• Exercise:
When the records are reproduced, each one must match exactly, and no picture may be kept.

• Records shown:
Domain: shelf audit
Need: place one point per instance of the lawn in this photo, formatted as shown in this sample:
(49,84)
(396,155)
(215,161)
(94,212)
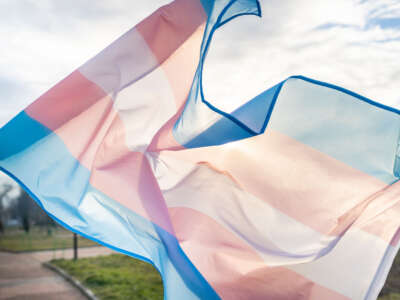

• Solution to this problem:
Domain: shelf audit
Need: place one point per instance of the lawn in this photo, formatted as shown in this sample:
(49,84)
(396,155)
(215,161)
(94,212)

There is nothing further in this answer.